Object point labels
..........

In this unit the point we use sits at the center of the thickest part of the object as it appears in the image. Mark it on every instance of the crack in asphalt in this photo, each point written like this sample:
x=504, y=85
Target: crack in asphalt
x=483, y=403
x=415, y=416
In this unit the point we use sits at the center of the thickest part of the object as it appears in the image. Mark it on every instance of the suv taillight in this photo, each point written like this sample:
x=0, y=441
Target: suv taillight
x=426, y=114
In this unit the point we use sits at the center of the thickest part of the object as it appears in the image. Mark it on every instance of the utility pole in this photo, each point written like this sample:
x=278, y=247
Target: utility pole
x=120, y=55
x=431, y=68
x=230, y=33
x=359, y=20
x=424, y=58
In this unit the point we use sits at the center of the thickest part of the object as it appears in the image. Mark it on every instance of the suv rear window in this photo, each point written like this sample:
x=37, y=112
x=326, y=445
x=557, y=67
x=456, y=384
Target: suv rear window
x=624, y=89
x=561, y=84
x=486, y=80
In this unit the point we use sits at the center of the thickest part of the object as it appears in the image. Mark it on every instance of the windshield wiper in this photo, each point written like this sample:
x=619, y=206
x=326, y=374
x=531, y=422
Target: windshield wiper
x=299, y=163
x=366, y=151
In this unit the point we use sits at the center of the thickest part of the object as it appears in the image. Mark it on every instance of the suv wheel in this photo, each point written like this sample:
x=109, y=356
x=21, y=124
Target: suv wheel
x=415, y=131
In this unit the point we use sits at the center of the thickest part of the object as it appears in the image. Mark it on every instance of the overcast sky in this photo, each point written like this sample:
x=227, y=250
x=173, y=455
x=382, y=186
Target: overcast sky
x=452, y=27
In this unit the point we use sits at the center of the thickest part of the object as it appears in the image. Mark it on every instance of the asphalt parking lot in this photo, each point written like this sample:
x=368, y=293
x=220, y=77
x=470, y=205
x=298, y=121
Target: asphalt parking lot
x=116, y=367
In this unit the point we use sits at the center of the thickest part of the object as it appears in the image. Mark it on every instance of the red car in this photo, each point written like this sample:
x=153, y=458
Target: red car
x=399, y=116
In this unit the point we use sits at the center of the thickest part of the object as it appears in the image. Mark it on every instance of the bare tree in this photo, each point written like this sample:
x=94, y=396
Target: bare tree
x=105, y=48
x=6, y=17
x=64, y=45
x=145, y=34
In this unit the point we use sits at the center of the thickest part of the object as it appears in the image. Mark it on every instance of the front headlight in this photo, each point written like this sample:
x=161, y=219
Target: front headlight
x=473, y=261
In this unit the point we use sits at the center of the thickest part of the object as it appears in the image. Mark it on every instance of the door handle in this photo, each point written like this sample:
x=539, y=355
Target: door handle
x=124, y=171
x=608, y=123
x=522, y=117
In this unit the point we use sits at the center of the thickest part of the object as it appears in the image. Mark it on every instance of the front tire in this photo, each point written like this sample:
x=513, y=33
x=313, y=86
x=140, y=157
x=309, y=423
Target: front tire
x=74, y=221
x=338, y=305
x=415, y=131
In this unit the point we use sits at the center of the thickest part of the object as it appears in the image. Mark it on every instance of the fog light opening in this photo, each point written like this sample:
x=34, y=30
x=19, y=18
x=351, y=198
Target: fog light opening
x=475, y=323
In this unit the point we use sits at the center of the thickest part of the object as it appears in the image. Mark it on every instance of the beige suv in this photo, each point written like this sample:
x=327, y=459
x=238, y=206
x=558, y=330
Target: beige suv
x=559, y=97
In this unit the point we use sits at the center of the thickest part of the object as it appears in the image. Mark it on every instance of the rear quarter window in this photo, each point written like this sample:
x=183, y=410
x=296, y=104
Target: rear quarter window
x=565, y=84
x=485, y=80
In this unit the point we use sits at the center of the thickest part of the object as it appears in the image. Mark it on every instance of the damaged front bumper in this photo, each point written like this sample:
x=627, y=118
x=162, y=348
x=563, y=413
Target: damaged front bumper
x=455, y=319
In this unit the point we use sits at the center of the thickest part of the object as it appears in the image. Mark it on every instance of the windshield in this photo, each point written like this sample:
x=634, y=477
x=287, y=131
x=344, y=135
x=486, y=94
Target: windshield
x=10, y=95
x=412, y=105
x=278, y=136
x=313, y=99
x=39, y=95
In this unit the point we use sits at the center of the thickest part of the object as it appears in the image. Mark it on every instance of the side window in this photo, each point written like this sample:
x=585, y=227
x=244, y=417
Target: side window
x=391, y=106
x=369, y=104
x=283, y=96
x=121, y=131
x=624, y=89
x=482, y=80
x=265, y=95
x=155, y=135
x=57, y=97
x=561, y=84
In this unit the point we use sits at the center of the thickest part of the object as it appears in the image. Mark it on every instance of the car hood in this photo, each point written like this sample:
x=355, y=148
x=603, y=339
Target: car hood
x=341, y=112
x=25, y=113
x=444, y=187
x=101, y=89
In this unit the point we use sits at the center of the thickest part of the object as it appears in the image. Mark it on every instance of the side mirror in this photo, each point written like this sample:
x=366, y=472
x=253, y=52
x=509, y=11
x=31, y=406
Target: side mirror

..........

- [What to produce]: Copy out exactly the lines from the line with "the car hood" to the end of the listing, including both of those lines, and give nothing else.

- [Final result]:
In this unit the point we use sits at the center of the thickest part of the object as it appears in the image. Mark it on every instance of the car hood in this photo, each point written like this sample:
x=355, y=148
x=603, y=339
Target: car hood
x=341, y=112
x=25, y=113
x=444, y=187
x=101, y=89
In this unit the point we use sits at the center of the thickest part of the object as it appears in the image. Mark it on every instance of the side mirror in this photo, each point written like this sample:
x=366, y=472
x=253, y=52
x=509, y=11
x=31, y=406
Target: side mirror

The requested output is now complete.